3 When it was time for the harvest, Cain presented some of his crops as a gift to the LORD. 4 Abel also brought a gift—the best portions of the firstborn lambs from his flock. The LORD accepted Abel and his gift, 5 but he did not accept Cain and his gift. This made Cain very angry, and he looked dejected.

6 “Why are you so angry?” the LORD asked Cain. “Why do you look so dejected? 7 You will be accepted if you do what is right. But if you refuse to do what is right, then watch out! Sin is crouching at the door, eager to control you. But you must subdue it and be its master.” (NLT)

Matthew 5:23-24

23 So if you are offering your gift at the Temple altar and you remember there that your brother has something against you, 24 leave your gift where it is by the altar, and go, make peace with your brother. Then come back and offer your gift. (CJB)

Exodus 25:1-3

 Offerings for the Tabernacle

 1 The LORD said to Moses, 2 “Tell the people of Israel to bring me their sacred offerings. Accept the contributions from all whose hearts are moved to offer them. : (NLT)

ADONAI does not receive nor honor any offerings attached to a heart filled with hatred or a spirit that refuses to pardon.

Matthew the eighteenth chapter is evidence of insufficient efforts to be reconciled to release one’s offense.

Leviticus 19:14-18

14″ ‘Do not speak a curse against a deaf person or place an obstacle in the way of a blind person; rather, fear your God; I am ADONAI.

 (RY: v, LY: ii) 15″ ‘Do not be unjust in judging—show neither partiality to the poor nor deference to the mighty, but with justice judge your neighbor.

16″ ‘Do not go around spreading slander among your people, but also don’t stand idly by when your neighbor’s life is at stake; I am ADONAI.

17” ‘Do not hate your brother in your heart, but rebuke your neighbor frankly, so that you won’t carry sin because of him. 18 Don’t take vengeance on or bear a grudge against any of your people; rather, love your neighbor as yourself; I am ADONAI. (CJB)

When we hurt a member of the body Christ, we have a responsibility to be reconciled, but if the person we injured refuses reconciliation, it will help to know both sides may fall into judgment, because both sides are responsible for the current state.

Matthew 18:15-17
15 If your brother wrongs you, go and show him his fault, between you and him privately. If he listens to you, you have won back your brother.
16 But if he does not listen, take along with you one or two others, so that every word may be confirmed and upheld by the testimony of two or three witnesses.
17 If he pays no attention to them [refusing to listen and obey], tell it to the church; and if he refuses to listen even to the church, let him be to you as a pagan and a tax collector
. (AMPC)

 τελώνης telṓnēs; publican (CWSB Dictionary)

 Such collectors in countries subject to the Roman Empire were the objects of hatred and detestation so that none, but persons of worthless character, were likely to be found in this employment. They were called hárpages (n.f.), extortioners, from harpagḗ (G0724), extortion. (CWSB Dictionary)

Data excerpts:
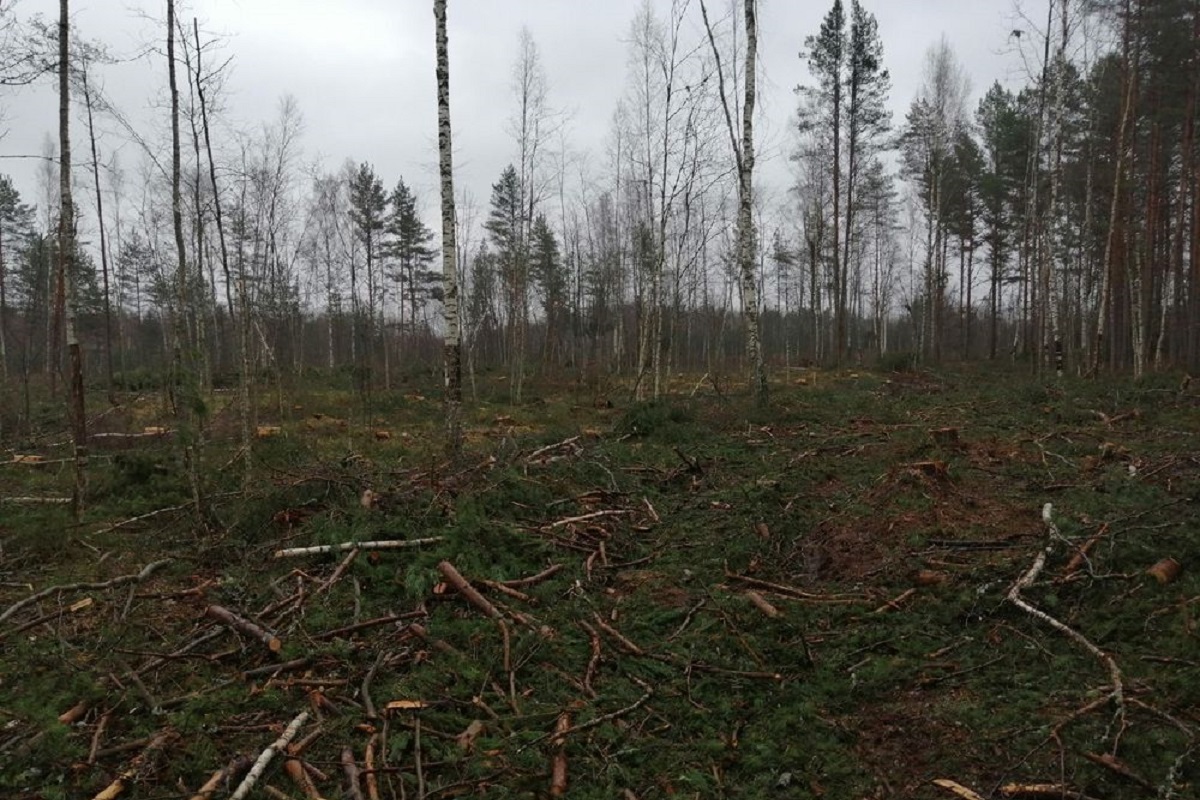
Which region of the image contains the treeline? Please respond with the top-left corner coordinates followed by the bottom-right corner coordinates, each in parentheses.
top-left (0, 0), bottom-right (1200, 412)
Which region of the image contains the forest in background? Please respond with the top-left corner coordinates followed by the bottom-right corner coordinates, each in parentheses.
top-left (0, 0), bottom-right (1200, 419)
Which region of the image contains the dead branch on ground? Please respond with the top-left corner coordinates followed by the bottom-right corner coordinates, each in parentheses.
top-left (0, 559), bottom-right (172, 622)
top-left (229, 711), bottom-right (308, 800)
top-left (275, 536), bottom-right (443, 559)
top-left (1007, 503), bottom-right (1126, 738)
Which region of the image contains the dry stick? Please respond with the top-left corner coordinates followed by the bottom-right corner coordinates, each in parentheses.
top-left (0, 559), bottom-right (172, 622)
top-left (550, 711), bottom-right (571, 798)
top-left (137, 627), bottom-right (226, 675)
top-left (746, 589), bottom-right (784, 619)
top-left (362, 734), bottom-right (379, 800)
top-left (311, 608), bottom-right (430, 642)
top-left (403, 622), bottom-right (462, 657)
top-left (88, 711), bottom-right (112, 764)
top-left (500, 564), bottom-right (563, 589)
top-left (438, 561), bottom-right (504, 620)
top-left (526, 437), bottom-right (580, 462)
top-left (362, 652), bottom-right (388, 720)
top-left (667, 597), bottom-right (704, 642)
top-left (580, 620), bottom-right (600, 698)
top-left (191, 756), bottom-right (250, 800)
top-left (725, 570), bottom-right (866, 604)
top-left (342, 746), bottom-right (362, 800)
top-left (312, 547), bottom-right (362, 597)
top-left (547, 509), bottom-right (634, 528)
top-left (0, 496), bottom-right (74, 505)
top-left (875, 588), bottom-right (917, 614)
top-left (92, 728), bottom-right (179, 800)
top-left (204, 606), bottom-right (283, 652)
top-left (229, 711), bottom-right (308, 800)
top-left (592, 614), bottom-right (647, 656)
top-left (275, 536), bottom-right (443, 559)
top-left (1008, 503), bottom-right (1126, 722)
top-left (1000, 783), bottom-right (1096, 800)
top-left (479, 578), bottom-right (534, 603)
top-left (283, 758), bottom-right (322, 800)
top-left (413, 715), bottom-right (425, 800)
top-left (241, 656), bottom-right (312, 680)
top-left (517, 675), bottom-right (654, 752)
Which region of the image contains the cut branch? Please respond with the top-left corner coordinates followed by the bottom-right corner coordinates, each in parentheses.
top-left (229, 711), bottom-right (308, 800)
top-left (1008, 503), bottom-right (1124, 718)
top-left (275, 536), bottom-right (442, 559)
top-left (0, 559), bottom-right (172, 622)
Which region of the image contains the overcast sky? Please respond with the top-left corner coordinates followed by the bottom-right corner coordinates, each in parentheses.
top-left (0, 0), bottom-right (1044, 228)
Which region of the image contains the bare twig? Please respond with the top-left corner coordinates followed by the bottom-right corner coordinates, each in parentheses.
top-left (0, 559), bottom-right (172, 622)
top-left (275, 536), bottom-right (443, 559)
top-left (1007, 503), bottom-right (1126, 738)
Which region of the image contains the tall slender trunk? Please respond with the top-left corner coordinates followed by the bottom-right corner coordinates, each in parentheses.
top-left (700, 0), bottom-right (763, 407)
top-left (433, 0), bottom-right (462, 457)
top-left (168, 0), bottom-right (204, 525)
top-left (80, 65), bottom-right (116, 404)
top-left (192, 17), bottom-right (253, 486)
top-left (1040, 0), bottom-right (1069, 378)
top-left (59, 0), bottom-right (88, 519)
top-left (1091, 0), bottom-right (1138, 373)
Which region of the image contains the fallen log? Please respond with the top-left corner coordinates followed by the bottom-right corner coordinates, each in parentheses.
top-left (275, 536), bottom-right (443, 559)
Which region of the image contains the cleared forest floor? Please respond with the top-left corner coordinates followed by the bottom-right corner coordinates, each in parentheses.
top-left (0, 369), bottom-right (1200, 800)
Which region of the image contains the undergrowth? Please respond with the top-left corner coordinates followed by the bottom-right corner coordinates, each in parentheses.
top-left (0, 361), bottom-right (1200, 798)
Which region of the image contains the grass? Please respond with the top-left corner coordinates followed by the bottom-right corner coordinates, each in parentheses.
top-left (0, 369), bottom-right (1200, 799)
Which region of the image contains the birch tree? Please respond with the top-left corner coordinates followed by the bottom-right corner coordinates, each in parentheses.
top-left (700, 0), bottom-right (767, 407)
top-left (433, 0), bottom-right (462, 457)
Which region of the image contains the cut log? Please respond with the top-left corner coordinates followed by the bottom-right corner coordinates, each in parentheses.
top-left (438, 561), bottom-right (504, 619)
top-left (1146, 558), bottom-right (1183, 583)
top-left (275, 536), bottom-right (443, 559)
top-left (229, 711), bottom-right (308, 800)
top-left (204, 606), bottom-right (283, 652)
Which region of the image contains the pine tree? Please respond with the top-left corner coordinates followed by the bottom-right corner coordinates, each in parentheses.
top-left (484, 164), bottom-right (529, 399)
top-left (800, 0), bottom-right (848, 360)
top-left (384, 179), bottom-right (442, 329)
top-left (839, 0), bottom-right (892, 357)
top-left (349, 162), bottom-right (388, 396)
top-left (433, 0), bottom-right (462, 458)
top-left (529, 213), bottom-right (566, 362)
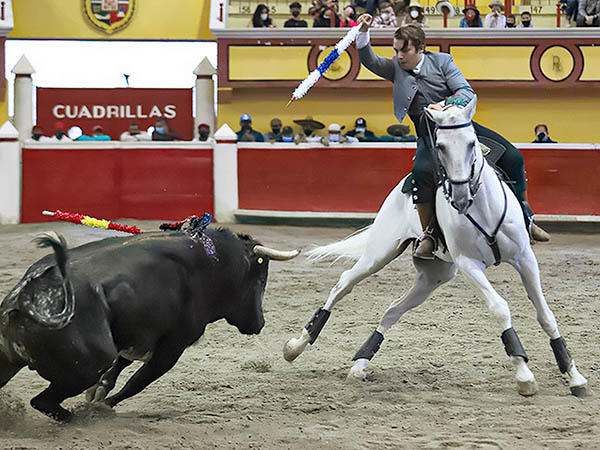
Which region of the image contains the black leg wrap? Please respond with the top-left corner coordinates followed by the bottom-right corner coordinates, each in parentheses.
top-left (502, 327), bottom-right (529, 362)
top-left (305, 308), bottom-right (331, 345)
top-left (352, 330), bottom-right (383, 361)
top-left (550, 337), bottom-right (573, 373)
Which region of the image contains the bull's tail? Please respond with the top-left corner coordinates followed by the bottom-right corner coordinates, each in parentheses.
top-left (306, 225), bottom-right (372, 262)
top-left (16, 232), bottom-right (75, 330)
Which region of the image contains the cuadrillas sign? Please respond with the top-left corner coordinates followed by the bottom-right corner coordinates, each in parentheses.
top-left (83, 0), bottom-right (136, 34)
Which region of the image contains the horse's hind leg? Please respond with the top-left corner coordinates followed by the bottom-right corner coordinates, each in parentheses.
top-left (514, 247), bottom-right (587, 397)
top-left (348, 258), bottom-right (456, 380)
top-left (283, 239), bottom-right (410, 361)
top-left (455, 256), bottom-right (537, 396)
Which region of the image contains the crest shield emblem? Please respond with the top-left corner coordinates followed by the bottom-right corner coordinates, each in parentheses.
top-left (83, 0), bottom-right (135, 34)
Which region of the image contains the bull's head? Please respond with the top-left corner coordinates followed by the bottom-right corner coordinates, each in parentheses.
top-left (226, 235), bottom-right (300, 334)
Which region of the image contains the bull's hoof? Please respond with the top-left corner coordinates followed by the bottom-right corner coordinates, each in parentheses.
top-left (570, 383), bottom-right (590, 398)
top-left (517, 380), bottom-right (537, 397)
top-left (346, 366), bottom-right (367, 381)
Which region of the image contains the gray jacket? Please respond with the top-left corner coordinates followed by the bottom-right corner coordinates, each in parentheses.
top-left (577, 0), bottom-right (600, 17)
top-left (358, 44), bottom-right (475, 122)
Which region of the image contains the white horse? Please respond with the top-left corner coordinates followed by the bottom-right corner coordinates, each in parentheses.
top-left (284, 98), bottom-right (587, 396)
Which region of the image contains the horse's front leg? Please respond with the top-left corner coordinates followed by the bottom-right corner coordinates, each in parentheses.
top-left (513, 247), bottom-right (587, 397)
top-left (348, 258), bottom-right (456, 381)
top-left (283, 239), bottom-right (406, 362)
top-left (455, 256), bottom-right (537, 396)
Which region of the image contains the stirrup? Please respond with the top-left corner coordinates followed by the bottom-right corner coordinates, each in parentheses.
top-left (412, 230), bottom-right (437, 260)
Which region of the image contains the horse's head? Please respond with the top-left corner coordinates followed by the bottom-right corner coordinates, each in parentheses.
top-left (425, 96), bottom-right (483, 214)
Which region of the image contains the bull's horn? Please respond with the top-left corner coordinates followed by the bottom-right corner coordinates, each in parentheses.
top-left (252, 245), bottom-right (300, 261)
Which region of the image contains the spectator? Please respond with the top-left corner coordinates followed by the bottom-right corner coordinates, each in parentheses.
top-left (346, 117), bottom-right (378, 142)
top-left (265, 118), bottom-right (281, 142)
top-left (252, 3), bottom-right (275, 28)
top-left (372, 3), bottom-right (398, 28)
top-left (460, 4), bottom-right (483, 28)
top-left (576, 0), bottom-right (600, 27)
top-left (313, 3), bottom-right (340, 28)
top-left (192, 123), bottom-right (216, 144)
top-left (119, 122), bottom-right (152, 142)
top-left (340, 5), bottom-right (358, 27)
top-left (400, 0), bottom-right (429, 28)
top-left (31, 125), bottom-right (50, 142)
top-left (485, 0), bottom-right (506, 28)
top-left (152, 117), bottom-right (180, 141)
top-left (517, 11), bottom-right (533, 28)
top-left (532, 123), bottom-right (556, 144)
top-left (294, 116), bottom-right (325, 144)
top-left (283, 2), bottom-right (308, 28)
top-left (48, 122), bottom-right (71, 142)
top-left (506, 14), bottom-right (517, 28)
top-left (279, 127), bottom-right (294, 142)
top-left (236, 114), bottom-right (265, 142)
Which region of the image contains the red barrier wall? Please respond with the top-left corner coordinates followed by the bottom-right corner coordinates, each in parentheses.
top-left (238, 144), bottom-right (600, 215)
top-left (21, 146), bottom-right (214, 222)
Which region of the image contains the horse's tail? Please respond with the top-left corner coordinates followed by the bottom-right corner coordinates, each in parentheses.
top-left (306, 225), bottom-right (373, 262)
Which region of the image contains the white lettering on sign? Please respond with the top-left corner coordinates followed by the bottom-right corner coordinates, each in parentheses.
top-left (52, 105), bottom-right (177, 119)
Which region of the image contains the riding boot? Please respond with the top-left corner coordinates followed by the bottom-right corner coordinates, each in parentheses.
top-left (413, 203), bottom-right (437, 259)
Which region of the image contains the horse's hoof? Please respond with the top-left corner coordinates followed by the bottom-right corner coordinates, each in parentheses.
top-left (517, 380), bottom-right (537, 397)
top-left (570, 383), bottom-right (590, 398)
top-left (346, 367), bottom-right (367, 381)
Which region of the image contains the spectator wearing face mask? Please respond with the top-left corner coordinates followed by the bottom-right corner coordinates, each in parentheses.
top-left (506, 14), bottom-right (517, 28)
top-left (517, 11), bottom-right (534, 28)
top-left (152, 117), bottom-right (180, 141)
top-left (265, 118), bottom-right (281, 142)
top-left (400, 0), bottom-right (429, 28)
top-left (283, 2), bottom-right (308, 28)
top-left (371, 3), bottom-right (398, 28)
top-left (460, 4), bottom-right (483, 28)
top-left (532, 123), bottom-right (556, 144)
top-left (484, 0), bottom-right (506, 28)
top-left (278, 127), bottom-right (294, 142)
top-left (192, 123), bottom-right (216, 144)
top-left (119, 122), bottom-right (152, 142)
top-left (48, 122), bottom-right (71, 142)
top-left (346, 117), bottom-right (379, 142)
top-left (340, 5), bottom-right (358, 28)
top-left (236, 114), bottom-right (265, 142)
top-left (252, 3), bottom-right (275, 28)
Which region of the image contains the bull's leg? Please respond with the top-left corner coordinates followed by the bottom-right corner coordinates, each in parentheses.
top-left (85, 356), bottom-right (133, 402)
top-left (105, 336), bottom-right (185, 407)
top-left (283, 239), bottom-right (410, 362)
top-left (455, 256), bottom-right (537, 396)
top-left (514, 247), bottom-right (587, 397)
top-left (348, 258), bottom-right (456, 380)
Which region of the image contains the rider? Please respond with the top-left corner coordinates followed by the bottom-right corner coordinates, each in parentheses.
top-left (356, 18), bottom-right (550, 259)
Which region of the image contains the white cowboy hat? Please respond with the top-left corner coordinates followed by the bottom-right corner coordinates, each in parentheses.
top-left (435, 0), bottom-right (456, 17)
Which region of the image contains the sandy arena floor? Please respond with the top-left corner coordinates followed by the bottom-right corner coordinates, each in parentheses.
top-left (0, 222), bottom-right (600, 450)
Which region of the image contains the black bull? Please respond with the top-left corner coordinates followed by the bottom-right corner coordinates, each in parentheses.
top-left (0, 229), bottom-right (298, 421)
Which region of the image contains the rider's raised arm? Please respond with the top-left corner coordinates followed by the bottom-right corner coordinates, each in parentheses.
top-left (442, 55), bottom-right (475, 103)
top-left (356, 31), bottom-right (394, 81)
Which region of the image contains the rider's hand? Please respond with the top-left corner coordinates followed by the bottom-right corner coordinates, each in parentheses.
top-left (427, 102), bottom-right (444, 111)
top-left (357, 13), bottom-right (373, 33)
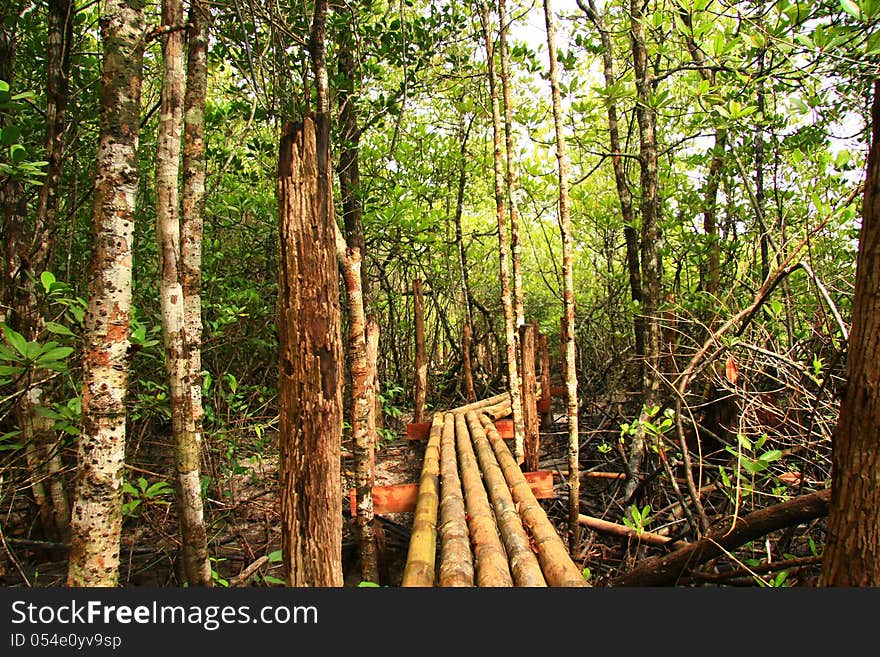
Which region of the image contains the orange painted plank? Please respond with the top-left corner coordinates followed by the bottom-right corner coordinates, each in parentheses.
top-left (495, 420), bottom-right (513, 440)
top-left (523, 470), bottom-right (555, 500)
top-left (348, 470), bottom-right (554, 516)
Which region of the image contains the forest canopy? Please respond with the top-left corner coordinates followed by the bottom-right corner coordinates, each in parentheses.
top-left (0, 0), bottom-right (880, 586)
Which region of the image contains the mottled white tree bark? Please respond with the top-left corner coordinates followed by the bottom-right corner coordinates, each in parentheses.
top-left (67, 0), bottom-right (144, 586)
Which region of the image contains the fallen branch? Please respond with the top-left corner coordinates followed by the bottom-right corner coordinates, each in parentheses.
top-left (229, 554), bottom-right (269, 587)
top-left (611, 488), bottom-right (831, 586)
top-left (578, 514), bottom-right (688, 550)
top-left (691, 555), bottom-right (822, 583)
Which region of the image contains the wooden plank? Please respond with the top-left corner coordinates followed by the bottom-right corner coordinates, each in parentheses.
top-left (348, 470), bottom-right (555, 515)
top-left (406, 420), bottom-right (513, 440)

What you will do:
**A.** Reproduce the scripture excerpt from "τελώνης telṓnēs; publican" to "extortion. (CWSB Dictionary)".
**B.** Answer these questions using the scripture excerpt.
(i) What gift did Abel bring?
(ii) In Matthew 5:23-24, where is the gift to be left while one goes to make peace with one's brother?
(iii) According to the CWSB Dictionary, what were tax collectors called?

Outputs by task:
**A.**
τελώνης telṓnēs; publican (CWSB Dictionary)

 Such collectors in countries subject to the Roman Empire were the objects of hatred and detestation so that none, but persons of worthless character, were likely to be found in this employment. They were called hárpages (n.f.), extortioners, from harpagḗ (G0724), extortion. (CWSB Dictionary)

**B.**
(i) The best portions of the firstborn lambs from his flock.
(ii) Where it is by the altar.
(iii) Hárpages, extortioners.